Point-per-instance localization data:

- - -

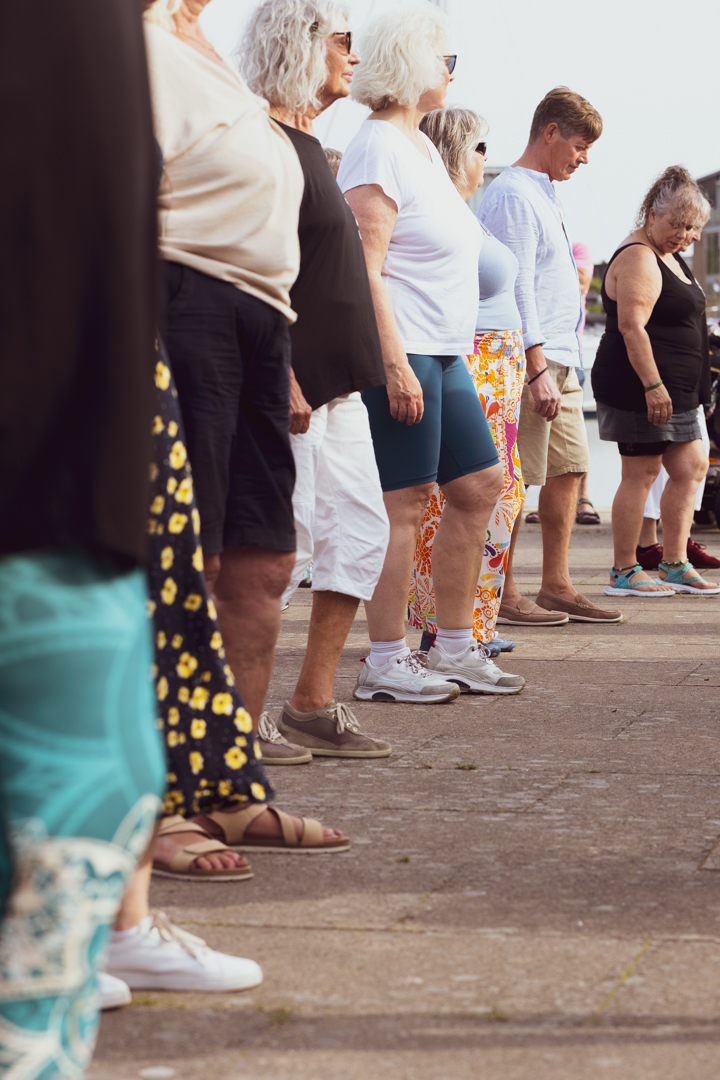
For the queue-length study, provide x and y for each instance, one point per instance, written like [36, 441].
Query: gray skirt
[619, 426]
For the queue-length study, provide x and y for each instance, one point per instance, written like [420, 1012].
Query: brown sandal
[181, 865]
[313, 840]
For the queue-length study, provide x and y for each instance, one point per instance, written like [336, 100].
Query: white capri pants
[340, 516]
[652, 502]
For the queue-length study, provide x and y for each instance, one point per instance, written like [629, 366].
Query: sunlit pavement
[533, 890]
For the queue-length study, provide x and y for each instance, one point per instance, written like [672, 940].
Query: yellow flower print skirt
[498, 370]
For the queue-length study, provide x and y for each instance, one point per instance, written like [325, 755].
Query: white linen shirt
[521, 210]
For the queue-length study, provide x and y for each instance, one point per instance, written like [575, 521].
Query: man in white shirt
[521, 210]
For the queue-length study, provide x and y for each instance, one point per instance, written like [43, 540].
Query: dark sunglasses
[347, 39]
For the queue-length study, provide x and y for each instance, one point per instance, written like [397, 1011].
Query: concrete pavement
[533, 889]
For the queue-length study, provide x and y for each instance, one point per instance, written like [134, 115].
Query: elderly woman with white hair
[497, 365]
[649, 378]
[421, 246]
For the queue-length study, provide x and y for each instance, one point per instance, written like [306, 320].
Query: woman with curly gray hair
[649, 378]
[298, 55]
[421, 246]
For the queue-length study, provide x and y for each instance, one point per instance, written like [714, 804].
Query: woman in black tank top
[649, 378]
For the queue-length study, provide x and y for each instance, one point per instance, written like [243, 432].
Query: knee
[260, 571]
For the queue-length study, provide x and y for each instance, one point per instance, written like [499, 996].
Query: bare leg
[333, 615]
[386, 610]
[648, 532]
[557, 508]
[511, 592]
[460, 542]
[637, 478]
[248, 584]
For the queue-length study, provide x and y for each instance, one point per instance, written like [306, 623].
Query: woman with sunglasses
[421, 247]
[497, 364]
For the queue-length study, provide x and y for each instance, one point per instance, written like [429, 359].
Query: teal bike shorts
[452, 439]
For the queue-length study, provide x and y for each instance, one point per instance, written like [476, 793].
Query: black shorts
[230, 355]
[641, 449]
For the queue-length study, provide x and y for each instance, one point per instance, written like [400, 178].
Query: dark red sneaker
[698, 556]
[650, 557]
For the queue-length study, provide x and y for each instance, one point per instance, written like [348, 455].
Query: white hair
[402, 56]
[282, 54]
[161, 12]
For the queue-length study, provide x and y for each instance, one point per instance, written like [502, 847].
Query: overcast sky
[650, 67]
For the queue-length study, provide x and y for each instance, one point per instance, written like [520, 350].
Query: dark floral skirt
[213, 757]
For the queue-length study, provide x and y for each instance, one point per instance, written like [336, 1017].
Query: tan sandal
[234, 826]
[181, 866]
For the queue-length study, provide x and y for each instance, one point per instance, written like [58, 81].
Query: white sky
[650, 67]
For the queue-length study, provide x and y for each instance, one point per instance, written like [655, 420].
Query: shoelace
[170, 932]
[343, 718]
[268, 729]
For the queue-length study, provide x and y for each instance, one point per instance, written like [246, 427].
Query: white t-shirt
[230, 194]
[431, 267]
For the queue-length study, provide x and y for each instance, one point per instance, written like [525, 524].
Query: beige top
[230, 194]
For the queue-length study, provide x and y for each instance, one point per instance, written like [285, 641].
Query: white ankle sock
[454, 640]
[381, 651]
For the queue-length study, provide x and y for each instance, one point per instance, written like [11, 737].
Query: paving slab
[533, 888]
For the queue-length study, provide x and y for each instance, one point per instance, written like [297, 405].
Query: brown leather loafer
[528, 613]
[580, 610]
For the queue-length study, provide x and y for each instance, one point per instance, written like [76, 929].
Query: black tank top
[678, 337]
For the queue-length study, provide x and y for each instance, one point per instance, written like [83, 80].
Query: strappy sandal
[677, 580]
[181, 866]
[586, 516]
[234, 826]
[623, 585]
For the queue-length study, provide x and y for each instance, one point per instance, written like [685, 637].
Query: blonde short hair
[401, 55]
[282, 53]
[456, 132]
[161, 12]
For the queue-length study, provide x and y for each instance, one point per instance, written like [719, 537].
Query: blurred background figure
[583, 257]
[81, 767]
[650, 374]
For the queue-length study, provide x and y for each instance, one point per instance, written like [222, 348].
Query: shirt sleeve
[512, 220]
[372, 161]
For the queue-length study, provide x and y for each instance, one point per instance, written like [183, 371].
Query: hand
[300, 410]
[546, 397]
[405, 396]
[660, 406]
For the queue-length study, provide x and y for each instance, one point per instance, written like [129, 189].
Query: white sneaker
[405, 677]
[158, 956]
[472, 670]
[113, 993]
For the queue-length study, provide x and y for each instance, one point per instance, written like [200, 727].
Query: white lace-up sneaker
[473, 670]
[113, 993]
[405, 677]
[158, 956]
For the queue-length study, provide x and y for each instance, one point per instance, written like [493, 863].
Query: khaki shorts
[560, 446]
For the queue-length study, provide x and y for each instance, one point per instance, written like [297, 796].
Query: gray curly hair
[282, 52]
[456, 132]
[675, 189]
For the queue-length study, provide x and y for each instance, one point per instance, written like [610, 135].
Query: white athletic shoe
[113, 993]
[472, 670]
[405, 677]
[159, 956]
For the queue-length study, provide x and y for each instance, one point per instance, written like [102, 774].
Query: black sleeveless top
[678, 337]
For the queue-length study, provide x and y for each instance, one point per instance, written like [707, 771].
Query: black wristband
[537, 376]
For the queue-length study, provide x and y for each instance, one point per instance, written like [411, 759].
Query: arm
[300, 410]
[513, 223]
[376, 215]
[638, 284]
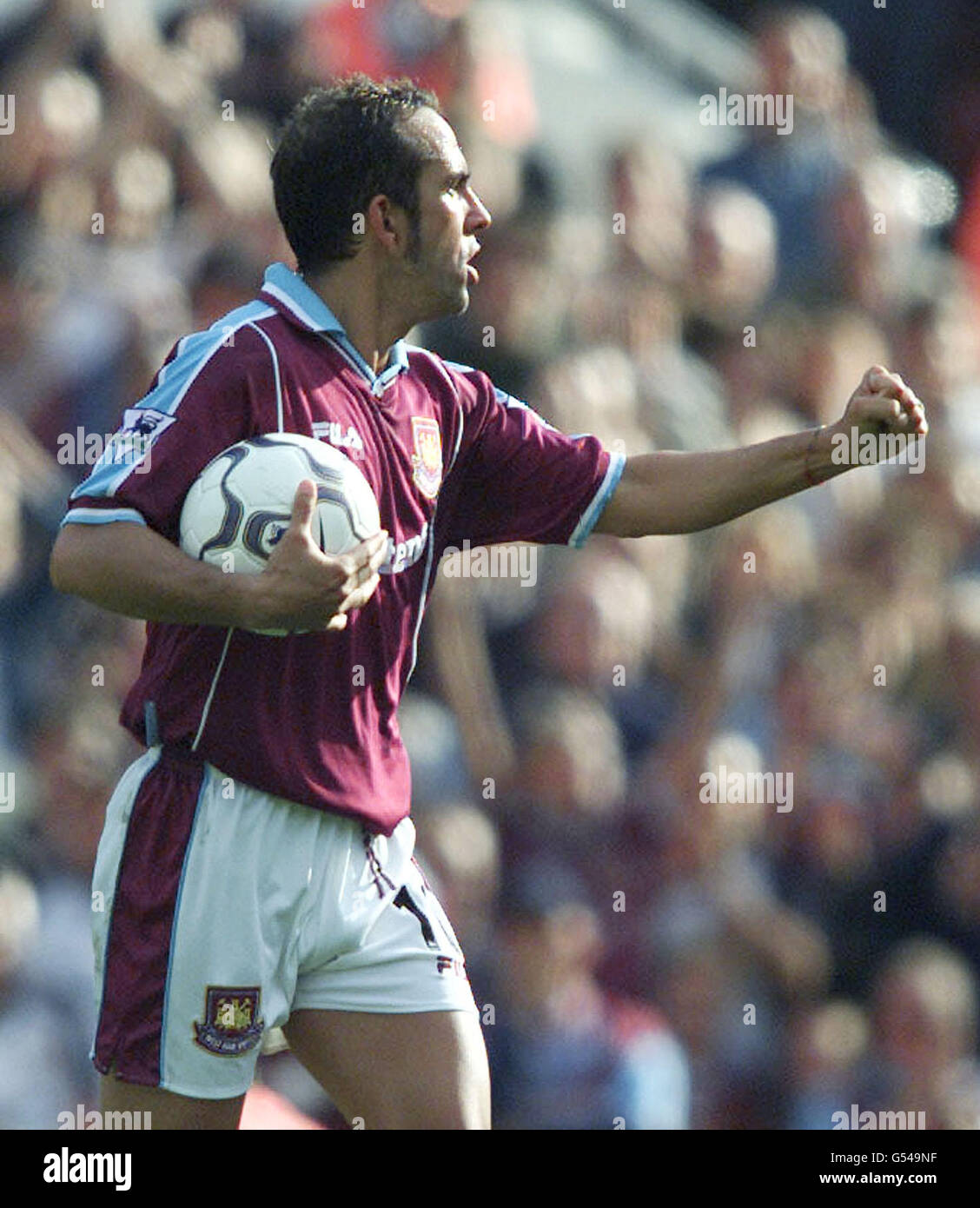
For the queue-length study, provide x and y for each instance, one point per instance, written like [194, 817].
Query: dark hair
[340, 148]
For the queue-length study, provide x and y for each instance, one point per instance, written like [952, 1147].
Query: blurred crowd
[642, 958]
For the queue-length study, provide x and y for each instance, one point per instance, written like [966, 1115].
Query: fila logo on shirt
[334, 433]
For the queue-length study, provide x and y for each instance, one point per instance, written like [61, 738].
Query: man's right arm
[130, 569]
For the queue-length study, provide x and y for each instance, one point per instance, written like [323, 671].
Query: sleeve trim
[103, 516]
[592, 514]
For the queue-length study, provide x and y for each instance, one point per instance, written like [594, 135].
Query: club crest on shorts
[427, 458]
[232, 1024]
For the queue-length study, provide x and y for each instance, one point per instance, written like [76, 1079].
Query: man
[257, 859]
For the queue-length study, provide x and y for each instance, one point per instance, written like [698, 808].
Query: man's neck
[371, 325]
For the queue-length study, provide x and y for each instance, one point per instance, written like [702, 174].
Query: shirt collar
[304, 307]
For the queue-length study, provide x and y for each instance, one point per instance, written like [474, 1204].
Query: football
[242, 502]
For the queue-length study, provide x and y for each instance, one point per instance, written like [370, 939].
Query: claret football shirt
[450, 458]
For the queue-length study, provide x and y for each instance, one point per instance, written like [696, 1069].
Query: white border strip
[211, 694]
[592, 514]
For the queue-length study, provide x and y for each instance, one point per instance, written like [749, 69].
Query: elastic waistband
[175, 753]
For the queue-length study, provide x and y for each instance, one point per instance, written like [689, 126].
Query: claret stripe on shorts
[136, 959]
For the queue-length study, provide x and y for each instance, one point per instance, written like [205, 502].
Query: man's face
[450, 216]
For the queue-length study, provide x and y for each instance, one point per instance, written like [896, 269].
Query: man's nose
[478, 217]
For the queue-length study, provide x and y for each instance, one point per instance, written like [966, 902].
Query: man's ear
[387, 222]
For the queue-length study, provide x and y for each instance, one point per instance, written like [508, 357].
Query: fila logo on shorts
[223, 916]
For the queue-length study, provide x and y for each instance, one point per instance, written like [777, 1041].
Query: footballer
[257, 859]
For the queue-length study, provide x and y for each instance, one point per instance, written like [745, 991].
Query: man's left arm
[672, 492]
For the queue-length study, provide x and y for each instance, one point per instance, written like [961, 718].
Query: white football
[241, 504]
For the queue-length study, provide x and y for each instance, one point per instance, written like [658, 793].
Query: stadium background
[641, 957]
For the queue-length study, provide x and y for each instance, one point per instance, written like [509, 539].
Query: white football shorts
[219, 910]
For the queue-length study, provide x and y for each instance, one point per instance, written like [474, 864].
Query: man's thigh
[415, 1071]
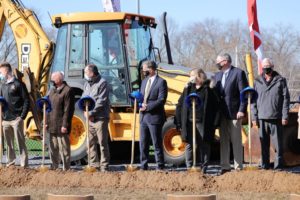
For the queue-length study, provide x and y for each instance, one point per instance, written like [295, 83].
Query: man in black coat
[230, 81]
[60, 120]
[206, 118]
[16, 96]
[152, 114]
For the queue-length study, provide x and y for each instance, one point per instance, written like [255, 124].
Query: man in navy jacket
[230, 81]
[152, 114]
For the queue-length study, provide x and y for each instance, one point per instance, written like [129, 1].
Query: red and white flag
[111, 5]
[254, 33]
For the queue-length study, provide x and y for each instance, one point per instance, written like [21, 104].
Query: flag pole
[138, 6]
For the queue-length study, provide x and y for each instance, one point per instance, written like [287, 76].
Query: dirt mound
[237, 182]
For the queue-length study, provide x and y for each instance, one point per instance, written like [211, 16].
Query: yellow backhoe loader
[117, 43]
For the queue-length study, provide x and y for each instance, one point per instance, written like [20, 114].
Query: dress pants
[231, 131]
[154, 131]
[271, 128]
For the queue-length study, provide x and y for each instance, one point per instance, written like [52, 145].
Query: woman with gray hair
[206, 118]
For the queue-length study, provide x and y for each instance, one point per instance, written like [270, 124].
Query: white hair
[267, 61]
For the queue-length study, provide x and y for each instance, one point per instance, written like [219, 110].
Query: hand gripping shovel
[192, 100]
[45, 105]
[87, 104]
[249, 95]
[137, 96]
[3, 106]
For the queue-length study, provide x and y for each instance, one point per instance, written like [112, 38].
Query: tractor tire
[173, 146]
[78, 136]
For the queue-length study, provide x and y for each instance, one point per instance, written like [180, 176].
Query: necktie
[224, 77]
[147, 90]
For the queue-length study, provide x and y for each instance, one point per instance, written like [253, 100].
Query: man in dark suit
[152, 114]
[230, 81]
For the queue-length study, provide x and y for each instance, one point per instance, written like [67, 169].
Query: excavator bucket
[33, 124]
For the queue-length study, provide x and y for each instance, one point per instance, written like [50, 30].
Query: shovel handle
[194, 131]
[44, 132]
[249, 130]
[133, 131]
[87, 131]
[1, 142]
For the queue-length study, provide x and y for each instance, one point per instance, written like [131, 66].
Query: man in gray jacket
[97, 88]
[270, 112]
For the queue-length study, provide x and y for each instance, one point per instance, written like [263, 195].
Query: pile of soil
[260, 184]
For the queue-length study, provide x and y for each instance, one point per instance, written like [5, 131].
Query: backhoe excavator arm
[35, 52]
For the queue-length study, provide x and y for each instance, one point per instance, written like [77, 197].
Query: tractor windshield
[138, 47]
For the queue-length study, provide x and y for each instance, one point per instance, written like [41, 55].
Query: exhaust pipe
[166, 37]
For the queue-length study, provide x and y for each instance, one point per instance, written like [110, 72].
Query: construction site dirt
[258, 184]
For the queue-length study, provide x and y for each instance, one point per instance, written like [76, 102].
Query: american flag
[254, 33]
[111, 5]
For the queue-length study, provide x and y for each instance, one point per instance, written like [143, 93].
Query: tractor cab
[115, 42]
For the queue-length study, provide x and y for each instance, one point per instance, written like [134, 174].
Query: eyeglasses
[221, 61]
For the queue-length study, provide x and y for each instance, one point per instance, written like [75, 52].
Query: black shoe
[160, 168]
[223, 171]
[144, 168]
[204, 169]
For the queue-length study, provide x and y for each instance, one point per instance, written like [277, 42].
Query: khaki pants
[60, 149]
[12, 129]
[231, 131]
[98, 132]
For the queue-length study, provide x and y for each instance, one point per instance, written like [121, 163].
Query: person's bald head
[267, 63]
[57, 78]
[223, 61]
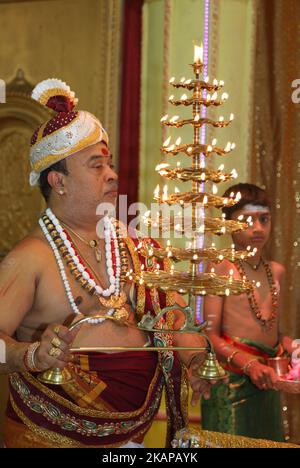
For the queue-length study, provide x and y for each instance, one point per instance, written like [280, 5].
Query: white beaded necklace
[109, 233]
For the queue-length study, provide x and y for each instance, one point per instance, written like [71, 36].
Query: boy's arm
[289, 344]
[262, 376]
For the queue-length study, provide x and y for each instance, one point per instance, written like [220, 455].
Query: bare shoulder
[30, 254]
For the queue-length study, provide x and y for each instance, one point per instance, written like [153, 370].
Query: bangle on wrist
[231, 356]
[28, 358]
[248, 364]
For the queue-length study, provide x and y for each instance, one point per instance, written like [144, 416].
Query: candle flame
[198, 54]
[234, 174]
[161, 166]
[167, 142]
[165, 193]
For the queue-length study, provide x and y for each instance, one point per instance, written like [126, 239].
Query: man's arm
[19, 278]
[17, 288]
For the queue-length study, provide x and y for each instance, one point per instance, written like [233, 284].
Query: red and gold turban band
[66, 133]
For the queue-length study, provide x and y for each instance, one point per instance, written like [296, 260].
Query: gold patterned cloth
[196, 438]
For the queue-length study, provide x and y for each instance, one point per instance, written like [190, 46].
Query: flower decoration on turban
[68, 132]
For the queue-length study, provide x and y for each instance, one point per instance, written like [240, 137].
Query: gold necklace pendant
[114, 302]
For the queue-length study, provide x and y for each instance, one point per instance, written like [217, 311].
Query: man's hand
[54, 347]
[262, 376]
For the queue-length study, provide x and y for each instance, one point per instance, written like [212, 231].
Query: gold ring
[54, 352]
[56, 342]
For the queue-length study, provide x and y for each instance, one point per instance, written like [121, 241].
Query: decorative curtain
[130, 107]
[275, 161]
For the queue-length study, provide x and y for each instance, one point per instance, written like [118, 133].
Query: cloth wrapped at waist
[111, 400]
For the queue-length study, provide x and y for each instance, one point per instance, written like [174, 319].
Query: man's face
[92, 179]
[256, 235]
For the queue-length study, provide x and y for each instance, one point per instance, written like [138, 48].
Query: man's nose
[257, 226]
[111, 175]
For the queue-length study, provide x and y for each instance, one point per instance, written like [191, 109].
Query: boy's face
[256, 235]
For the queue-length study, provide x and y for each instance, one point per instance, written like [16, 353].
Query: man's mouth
[113, 192]
[257, 239]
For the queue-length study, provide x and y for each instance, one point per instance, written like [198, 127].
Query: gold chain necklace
[94, 244]
[266, 323]
[254, 267]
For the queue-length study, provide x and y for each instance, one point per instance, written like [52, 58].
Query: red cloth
[127, 375]
[130, 107]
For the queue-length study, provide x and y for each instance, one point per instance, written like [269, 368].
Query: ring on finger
[54, 352]
[56, 342]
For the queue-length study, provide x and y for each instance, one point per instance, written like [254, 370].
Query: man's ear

- - -

In the records above, the line with "like [285, 641]." marks the start and the line with "like [685, 637]." marks the end; copy that stretch exactly, both lines included, and nothing else.

*Task solution*
For the queue-length study, provide x and y for each instance, one point per instance, written like [285, 641].
Query: white ankle sock
[454, 640]
[381, 651]
For the queue-length study, provide x and y for each instance, one point per instance, written like [11, 737].
Query: paving slab
[533, 888]
For the queue-length study, provide x and y for each instance, one point per instance, written like [297, 405].
Query: brown leather loafer
[528, 613]
[580, 610]
For the queue-length study, provide x and y for each instance, one point per instance, written like [76, 929].
Query: black tank top
[678, 337]
For the queue-length study, provide x and y for each instance, one point per instance, written like [83, 80].
Query: strappy sandal
[677, 580]
[181, 866]
[586, 516]
[234, 826]
[623, 585]
For the queue-length study, provide x and y for each instance, one point per instance, written like [685, 637].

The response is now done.